--- Begin Supplied data ---
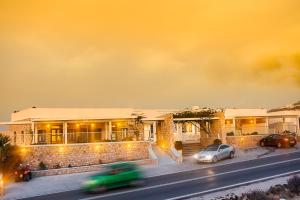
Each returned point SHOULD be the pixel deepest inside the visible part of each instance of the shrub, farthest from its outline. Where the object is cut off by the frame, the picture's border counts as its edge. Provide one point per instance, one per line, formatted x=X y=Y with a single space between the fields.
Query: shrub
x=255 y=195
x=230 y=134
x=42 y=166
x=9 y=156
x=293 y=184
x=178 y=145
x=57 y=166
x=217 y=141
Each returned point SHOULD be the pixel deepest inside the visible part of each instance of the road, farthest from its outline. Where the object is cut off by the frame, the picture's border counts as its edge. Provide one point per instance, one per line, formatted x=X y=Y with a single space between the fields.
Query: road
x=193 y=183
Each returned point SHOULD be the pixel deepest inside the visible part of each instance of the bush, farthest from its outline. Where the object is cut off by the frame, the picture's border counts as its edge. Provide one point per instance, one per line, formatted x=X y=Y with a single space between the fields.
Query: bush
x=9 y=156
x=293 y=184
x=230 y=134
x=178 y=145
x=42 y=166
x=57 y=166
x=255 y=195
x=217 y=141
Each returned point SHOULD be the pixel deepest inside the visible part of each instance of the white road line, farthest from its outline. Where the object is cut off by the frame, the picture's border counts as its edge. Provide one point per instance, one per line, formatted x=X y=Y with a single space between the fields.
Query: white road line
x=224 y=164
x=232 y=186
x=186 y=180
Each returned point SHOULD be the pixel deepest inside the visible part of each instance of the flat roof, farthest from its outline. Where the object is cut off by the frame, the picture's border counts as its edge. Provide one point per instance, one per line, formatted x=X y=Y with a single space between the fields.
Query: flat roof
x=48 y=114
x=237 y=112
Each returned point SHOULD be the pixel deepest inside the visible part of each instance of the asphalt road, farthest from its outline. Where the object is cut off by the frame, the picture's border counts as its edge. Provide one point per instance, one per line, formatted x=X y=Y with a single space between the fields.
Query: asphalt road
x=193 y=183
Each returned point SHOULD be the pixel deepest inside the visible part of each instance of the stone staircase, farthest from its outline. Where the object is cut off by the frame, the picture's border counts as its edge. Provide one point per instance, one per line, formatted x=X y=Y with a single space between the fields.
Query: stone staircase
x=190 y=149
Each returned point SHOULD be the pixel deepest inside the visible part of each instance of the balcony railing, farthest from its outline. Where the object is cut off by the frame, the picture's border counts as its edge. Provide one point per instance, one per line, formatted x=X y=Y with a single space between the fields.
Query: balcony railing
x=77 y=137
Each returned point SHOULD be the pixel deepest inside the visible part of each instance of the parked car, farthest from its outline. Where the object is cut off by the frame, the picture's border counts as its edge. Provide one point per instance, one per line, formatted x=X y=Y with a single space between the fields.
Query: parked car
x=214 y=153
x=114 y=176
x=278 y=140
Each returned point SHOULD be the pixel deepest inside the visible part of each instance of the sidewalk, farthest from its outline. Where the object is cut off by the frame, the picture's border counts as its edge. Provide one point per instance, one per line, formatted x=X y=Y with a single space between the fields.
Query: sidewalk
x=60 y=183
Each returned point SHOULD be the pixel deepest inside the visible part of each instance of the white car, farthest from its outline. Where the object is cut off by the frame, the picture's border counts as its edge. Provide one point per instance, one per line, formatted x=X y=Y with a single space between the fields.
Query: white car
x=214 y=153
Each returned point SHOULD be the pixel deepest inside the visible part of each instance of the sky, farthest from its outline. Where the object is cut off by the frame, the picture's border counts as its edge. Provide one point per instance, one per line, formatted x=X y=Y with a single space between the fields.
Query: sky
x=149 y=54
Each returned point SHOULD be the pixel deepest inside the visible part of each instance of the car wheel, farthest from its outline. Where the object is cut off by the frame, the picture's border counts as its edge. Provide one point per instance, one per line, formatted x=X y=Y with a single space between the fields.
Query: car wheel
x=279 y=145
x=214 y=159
--- End Supplied data ---
--- Begin Supplied data ---
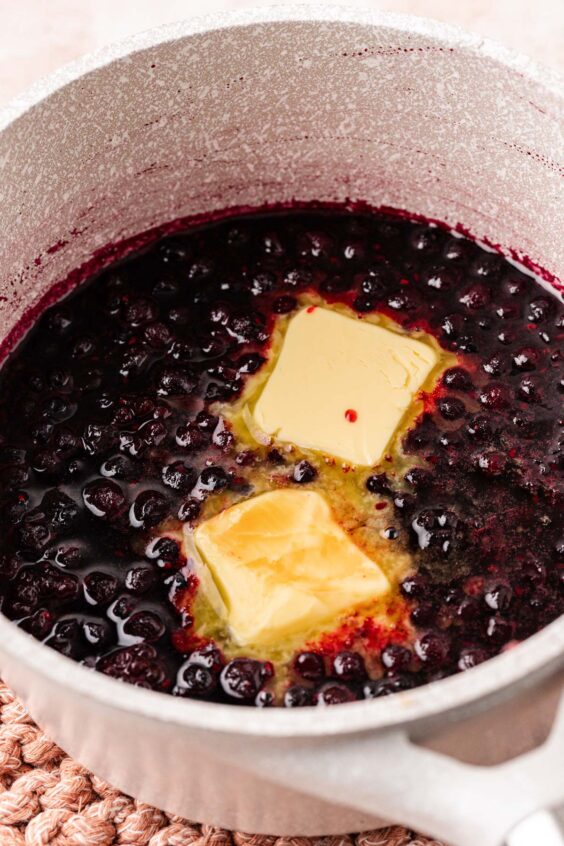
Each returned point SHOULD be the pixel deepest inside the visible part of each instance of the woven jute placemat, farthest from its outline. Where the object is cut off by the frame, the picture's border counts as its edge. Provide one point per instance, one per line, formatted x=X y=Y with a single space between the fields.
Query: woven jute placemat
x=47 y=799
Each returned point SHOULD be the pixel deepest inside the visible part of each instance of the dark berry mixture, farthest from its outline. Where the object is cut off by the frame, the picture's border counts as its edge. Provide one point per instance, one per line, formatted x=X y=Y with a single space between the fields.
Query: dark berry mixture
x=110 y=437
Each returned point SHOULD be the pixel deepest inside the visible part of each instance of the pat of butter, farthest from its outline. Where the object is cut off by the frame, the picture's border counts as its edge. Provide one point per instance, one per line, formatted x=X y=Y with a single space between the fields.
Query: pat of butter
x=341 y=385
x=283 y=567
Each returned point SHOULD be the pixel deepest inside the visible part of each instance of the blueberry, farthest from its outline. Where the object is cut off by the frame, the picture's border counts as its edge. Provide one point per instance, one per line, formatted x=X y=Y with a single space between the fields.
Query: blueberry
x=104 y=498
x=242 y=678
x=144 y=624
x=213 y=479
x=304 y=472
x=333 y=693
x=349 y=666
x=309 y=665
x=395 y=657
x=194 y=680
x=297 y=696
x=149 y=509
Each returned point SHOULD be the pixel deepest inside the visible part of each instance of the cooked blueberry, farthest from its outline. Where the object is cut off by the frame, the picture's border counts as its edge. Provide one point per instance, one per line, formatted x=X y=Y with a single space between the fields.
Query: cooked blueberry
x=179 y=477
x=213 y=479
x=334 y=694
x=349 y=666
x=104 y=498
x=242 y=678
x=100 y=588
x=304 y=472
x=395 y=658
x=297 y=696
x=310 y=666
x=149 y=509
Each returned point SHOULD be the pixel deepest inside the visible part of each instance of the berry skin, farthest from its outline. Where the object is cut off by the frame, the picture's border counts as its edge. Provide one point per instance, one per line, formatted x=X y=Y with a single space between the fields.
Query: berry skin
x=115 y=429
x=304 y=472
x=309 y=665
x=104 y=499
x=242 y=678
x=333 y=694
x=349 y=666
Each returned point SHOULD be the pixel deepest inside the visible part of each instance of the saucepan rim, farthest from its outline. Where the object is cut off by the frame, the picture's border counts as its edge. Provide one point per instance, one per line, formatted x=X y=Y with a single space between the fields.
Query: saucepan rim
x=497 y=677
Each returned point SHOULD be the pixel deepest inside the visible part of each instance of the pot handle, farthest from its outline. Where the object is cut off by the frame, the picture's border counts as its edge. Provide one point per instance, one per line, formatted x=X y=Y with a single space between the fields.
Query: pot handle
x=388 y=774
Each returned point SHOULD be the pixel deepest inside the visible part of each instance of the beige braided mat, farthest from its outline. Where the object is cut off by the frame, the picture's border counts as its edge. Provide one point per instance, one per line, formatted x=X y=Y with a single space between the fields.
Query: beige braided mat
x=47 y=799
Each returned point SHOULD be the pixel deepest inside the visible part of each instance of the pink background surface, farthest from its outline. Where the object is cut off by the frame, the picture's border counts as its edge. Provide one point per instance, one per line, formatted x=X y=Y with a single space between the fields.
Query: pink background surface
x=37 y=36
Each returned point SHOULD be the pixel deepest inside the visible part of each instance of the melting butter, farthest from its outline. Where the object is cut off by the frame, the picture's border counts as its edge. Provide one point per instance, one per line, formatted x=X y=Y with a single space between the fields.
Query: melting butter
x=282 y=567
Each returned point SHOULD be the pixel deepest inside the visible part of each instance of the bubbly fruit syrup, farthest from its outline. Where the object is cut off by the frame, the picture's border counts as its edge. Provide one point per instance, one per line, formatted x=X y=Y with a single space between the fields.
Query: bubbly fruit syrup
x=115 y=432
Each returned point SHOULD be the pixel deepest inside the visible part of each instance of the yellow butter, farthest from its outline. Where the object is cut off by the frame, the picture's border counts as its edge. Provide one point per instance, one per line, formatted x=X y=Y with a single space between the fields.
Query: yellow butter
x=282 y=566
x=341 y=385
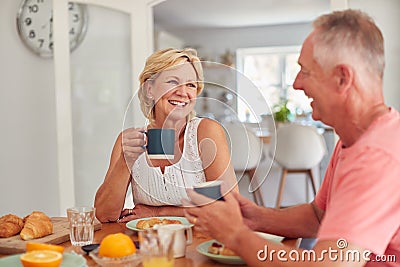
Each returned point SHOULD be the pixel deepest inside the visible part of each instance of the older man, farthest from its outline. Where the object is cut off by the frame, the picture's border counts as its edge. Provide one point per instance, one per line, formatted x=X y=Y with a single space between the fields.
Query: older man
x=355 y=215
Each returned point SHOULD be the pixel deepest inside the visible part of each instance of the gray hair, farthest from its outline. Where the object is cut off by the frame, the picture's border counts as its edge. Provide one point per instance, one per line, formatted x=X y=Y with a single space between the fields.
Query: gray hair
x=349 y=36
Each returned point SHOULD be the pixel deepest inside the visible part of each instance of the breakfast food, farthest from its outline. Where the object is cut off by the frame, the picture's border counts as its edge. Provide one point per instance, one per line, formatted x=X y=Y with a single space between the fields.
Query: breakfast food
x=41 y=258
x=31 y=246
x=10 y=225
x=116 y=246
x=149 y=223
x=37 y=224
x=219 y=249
--- End Supplied data ---
--- Begin Supplied data ---
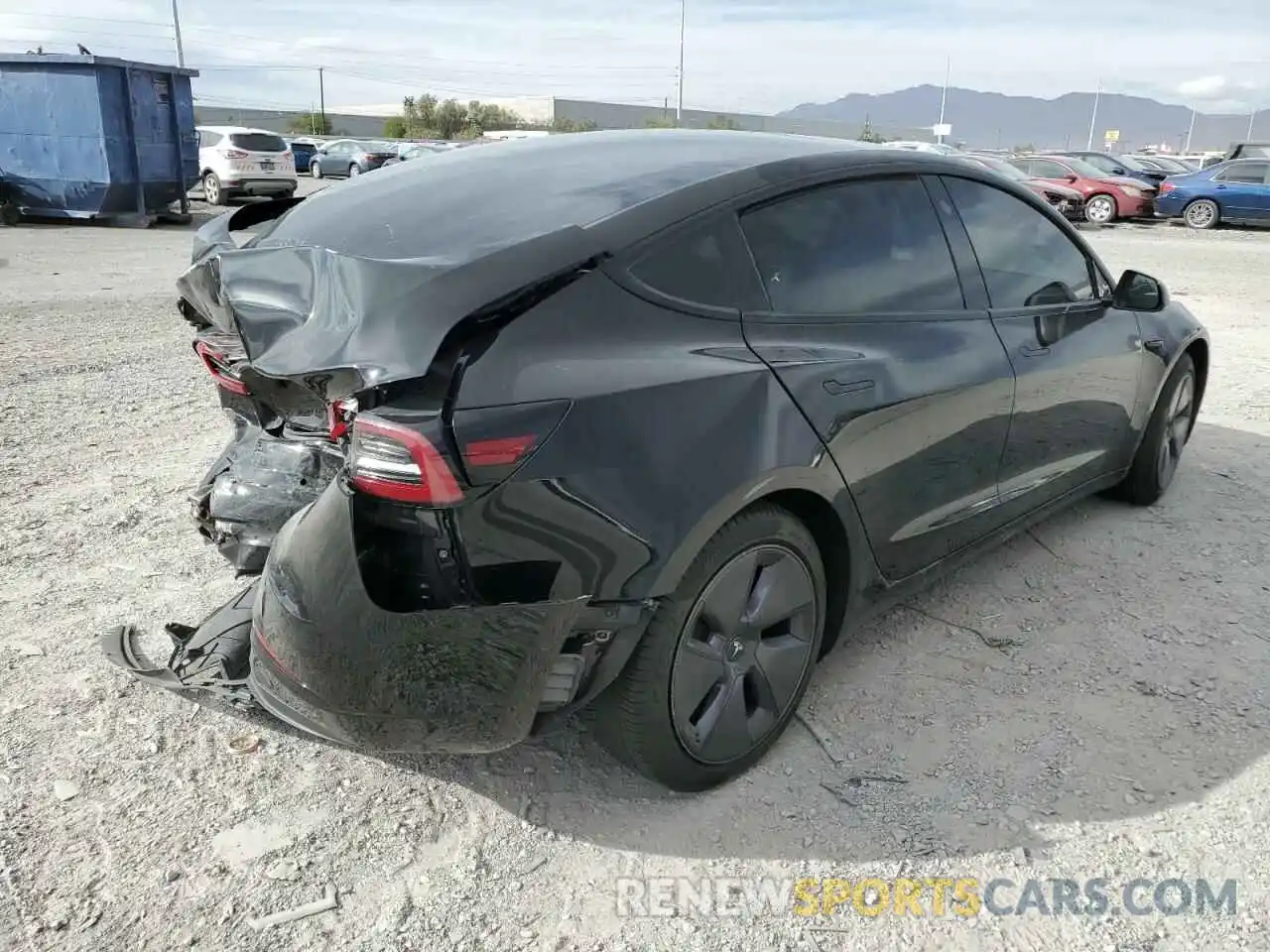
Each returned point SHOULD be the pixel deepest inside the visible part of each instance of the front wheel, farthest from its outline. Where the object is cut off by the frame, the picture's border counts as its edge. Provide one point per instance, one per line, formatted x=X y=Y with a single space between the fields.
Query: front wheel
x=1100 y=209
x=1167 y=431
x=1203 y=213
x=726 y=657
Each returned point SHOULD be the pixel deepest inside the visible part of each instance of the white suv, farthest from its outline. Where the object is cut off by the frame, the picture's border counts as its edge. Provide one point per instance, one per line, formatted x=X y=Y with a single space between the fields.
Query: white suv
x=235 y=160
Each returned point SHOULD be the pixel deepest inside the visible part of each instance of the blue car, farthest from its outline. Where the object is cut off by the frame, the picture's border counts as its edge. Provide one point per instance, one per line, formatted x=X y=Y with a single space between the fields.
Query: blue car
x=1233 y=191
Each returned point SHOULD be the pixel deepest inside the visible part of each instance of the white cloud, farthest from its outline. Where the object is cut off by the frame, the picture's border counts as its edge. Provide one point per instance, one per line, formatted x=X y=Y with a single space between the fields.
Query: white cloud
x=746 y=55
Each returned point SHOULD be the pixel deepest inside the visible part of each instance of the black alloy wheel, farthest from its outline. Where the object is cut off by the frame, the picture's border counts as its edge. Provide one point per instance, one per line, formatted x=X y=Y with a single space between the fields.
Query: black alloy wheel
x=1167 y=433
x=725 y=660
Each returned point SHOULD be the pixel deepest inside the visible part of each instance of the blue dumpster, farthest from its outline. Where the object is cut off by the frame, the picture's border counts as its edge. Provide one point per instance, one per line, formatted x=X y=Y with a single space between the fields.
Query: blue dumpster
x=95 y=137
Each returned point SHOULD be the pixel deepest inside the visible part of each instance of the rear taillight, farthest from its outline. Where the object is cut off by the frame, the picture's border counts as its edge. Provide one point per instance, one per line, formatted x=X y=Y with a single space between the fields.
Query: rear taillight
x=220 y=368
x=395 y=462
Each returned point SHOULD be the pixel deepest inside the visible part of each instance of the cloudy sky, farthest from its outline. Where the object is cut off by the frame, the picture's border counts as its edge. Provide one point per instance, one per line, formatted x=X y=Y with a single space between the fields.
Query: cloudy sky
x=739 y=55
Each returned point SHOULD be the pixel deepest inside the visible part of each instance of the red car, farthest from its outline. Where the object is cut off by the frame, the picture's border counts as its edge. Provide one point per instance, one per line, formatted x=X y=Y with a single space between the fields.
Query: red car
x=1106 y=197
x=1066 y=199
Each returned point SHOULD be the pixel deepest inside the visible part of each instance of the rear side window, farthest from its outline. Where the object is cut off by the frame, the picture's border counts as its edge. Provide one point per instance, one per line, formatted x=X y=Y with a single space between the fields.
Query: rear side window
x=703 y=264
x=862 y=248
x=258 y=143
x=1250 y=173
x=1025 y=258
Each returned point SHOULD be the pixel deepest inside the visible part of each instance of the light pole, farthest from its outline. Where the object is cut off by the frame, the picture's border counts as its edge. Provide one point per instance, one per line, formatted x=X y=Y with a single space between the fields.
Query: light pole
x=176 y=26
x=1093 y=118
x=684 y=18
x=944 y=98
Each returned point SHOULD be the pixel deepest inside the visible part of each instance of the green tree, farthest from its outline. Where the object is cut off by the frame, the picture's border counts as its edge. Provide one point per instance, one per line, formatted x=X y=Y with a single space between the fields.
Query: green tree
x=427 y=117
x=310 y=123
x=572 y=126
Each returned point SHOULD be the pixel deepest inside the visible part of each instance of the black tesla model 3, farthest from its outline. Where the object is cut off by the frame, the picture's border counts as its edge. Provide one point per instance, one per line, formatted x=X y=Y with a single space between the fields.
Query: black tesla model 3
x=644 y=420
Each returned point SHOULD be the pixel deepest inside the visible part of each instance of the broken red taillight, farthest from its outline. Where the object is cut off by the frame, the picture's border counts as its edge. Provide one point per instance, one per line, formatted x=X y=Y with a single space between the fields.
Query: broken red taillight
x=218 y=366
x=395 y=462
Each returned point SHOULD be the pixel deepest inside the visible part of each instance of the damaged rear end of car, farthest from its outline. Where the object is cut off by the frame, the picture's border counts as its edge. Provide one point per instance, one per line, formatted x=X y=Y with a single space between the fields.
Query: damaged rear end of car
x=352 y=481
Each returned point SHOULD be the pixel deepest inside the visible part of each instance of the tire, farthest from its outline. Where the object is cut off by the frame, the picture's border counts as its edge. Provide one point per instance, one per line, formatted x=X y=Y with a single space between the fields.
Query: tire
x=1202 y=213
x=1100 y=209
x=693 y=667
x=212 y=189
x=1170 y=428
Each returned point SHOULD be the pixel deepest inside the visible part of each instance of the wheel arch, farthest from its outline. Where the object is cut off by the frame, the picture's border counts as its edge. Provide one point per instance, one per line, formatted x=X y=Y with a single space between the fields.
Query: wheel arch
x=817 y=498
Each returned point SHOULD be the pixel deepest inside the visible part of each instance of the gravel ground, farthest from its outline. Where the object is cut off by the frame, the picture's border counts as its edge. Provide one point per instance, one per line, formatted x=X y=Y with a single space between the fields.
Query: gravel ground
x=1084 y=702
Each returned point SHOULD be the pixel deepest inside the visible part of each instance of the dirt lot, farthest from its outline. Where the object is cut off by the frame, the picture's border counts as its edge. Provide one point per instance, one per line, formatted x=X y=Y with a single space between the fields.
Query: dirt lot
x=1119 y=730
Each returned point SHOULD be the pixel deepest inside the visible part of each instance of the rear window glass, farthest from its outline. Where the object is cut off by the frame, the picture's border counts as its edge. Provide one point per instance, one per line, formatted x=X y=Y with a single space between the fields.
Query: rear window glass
--- End Supplied data ---
Job —
Render the lines starting at the one that contains "of the front" and ending at the one that contains "x=726 y=657" as a Markdown table with the columns Row and Line, leaving out blank lines.

Response —
| Row | Line |
|---|---|
| 1 | Each returned point SHOULD be the pixel deepest inside the visible part of each instance of the front wheel, farthest from its outline. Where the object is cut off by the frame, the picture's border counts as its edge. Provide one point per instance, one per line, formatted x=X y=Y with a single space between the fields. |
| 2 | Query: front wheel |
| 3 | x=1100 y=209 |
| 4 | x=1167 y=431 |
| 5 | x=1203 y=213 |
| 6 | x=726 y=657 |